Task instructions: Only the lines from the one containing "point_to(query) locates a point on each instance of the shirt" through the last line below should be written out, exactly and with both ends kept.

[Opening Listed entries section]

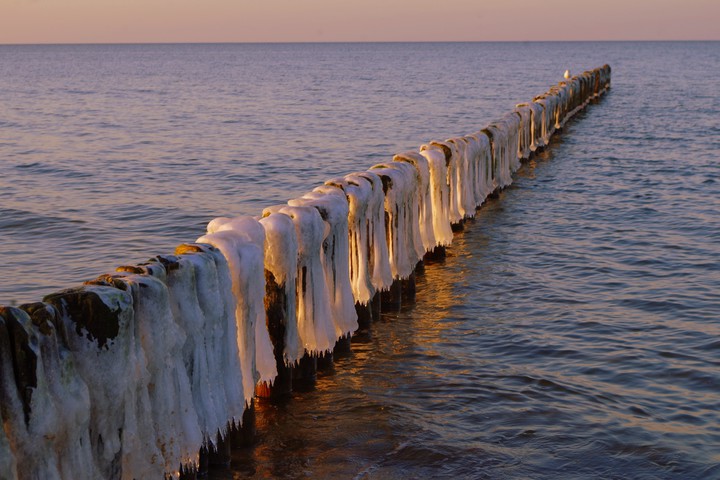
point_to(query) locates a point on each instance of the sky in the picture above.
(150, 21)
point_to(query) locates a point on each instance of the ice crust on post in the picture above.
(173, 411)
(115, 371)
(439, 192)
(424, 197)
(314, 312)
(381, 276)
(281, 257)
(47, 413)
(241, 241)
(186, 275)
(369, 265)
(253, 280)
(217, 302)
(400, 181)
(332, 205)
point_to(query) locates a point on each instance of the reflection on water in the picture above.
(572, 331)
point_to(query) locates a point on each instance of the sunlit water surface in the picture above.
(572, 332)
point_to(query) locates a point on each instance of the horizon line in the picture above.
(347, 41)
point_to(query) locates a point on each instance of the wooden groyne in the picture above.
(151, 371)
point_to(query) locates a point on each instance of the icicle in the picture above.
(281, 258)
(536, 125)
(424, 196)
(452, 164)
(245, 260)
(332, 205)
(400, 181)
(217, 302)
(358, 191)
(100, 327)
(48, 441)
(526, 134)
(8, 464)
(439, 192)
(173, 411)
(251, 230)
(314, 314)
(183, 275)
(484, 180)
(382, 277)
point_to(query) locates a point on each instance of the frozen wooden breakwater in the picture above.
(151, 371)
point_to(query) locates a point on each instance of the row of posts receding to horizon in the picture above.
(151, 371)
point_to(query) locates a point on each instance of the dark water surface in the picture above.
(572, 332)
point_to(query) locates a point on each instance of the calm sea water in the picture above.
(572, 332)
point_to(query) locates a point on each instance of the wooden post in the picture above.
(325, 362)
(276, 318)
(365, 315)
(342, 347)
(305, 373)
(391, 300)
(219, 456)
(244, 436)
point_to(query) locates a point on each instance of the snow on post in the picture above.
(424, 197)
(400, 184)
(252, 272)
(101, 333)
(174, 418)
(332, 205)
(439, 192)
(46, 404)
(314, 312)
(217, 302)
(281, 252)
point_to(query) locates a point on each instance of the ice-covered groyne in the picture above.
(132, 374)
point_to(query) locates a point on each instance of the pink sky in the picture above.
(140, 21)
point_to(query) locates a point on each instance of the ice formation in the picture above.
(382, 277)
(314, 312)
(188, 278)
(439, 192)
(128, 375)
(245, 260)
(174, 419)
(249, 228)
(525, 136)
(217, 302)
(45, 403)
(424, 197)
(102, 334)
(281, 253)
(333, 207)
(400, 181)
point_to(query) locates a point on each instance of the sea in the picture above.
(573, 330)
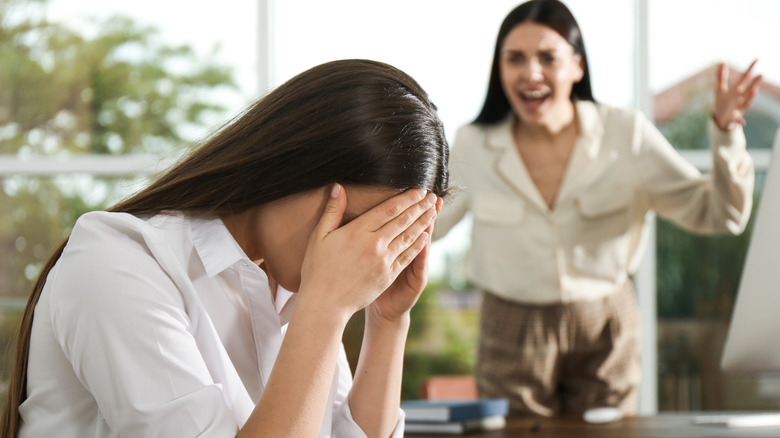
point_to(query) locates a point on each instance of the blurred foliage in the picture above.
(697, 282)
(119, 91)
(441, 340)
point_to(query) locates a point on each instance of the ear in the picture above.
(579, 68)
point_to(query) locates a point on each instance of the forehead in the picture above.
(533, 37)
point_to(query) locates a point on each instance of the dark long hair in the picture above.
(550, 13)
(351, 121)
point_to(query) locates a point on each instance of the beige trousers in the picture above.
(561, 358)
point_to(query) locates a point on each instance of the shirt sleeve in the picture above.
(122, 324)
(718, 202)
(344, 426)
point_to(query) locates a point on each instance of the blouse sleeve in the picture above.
(717, 202)
(122, 324)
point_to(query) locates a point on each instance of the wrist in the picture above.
(317, 312)
(398, 323)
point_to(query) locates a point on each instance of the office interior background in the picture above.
(96, 97)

[Closing Listed entries section]

Problem solution:
point_to(query) locates a point on each instance of the shirt sleeve in the picture above.
(122, 324)
(718, 202)
(344, 426)
point_to(query) locates a point on each instance of the blouse sleeve in the picture above.
(717, 202)
(122, 324)
point_to(query) locates a point on each instance of the wrist in the picture above.
(317, 312)
(398, 323)
point_to(query) locates a point on each instance of the office interior background in the picture above.
(96, 97)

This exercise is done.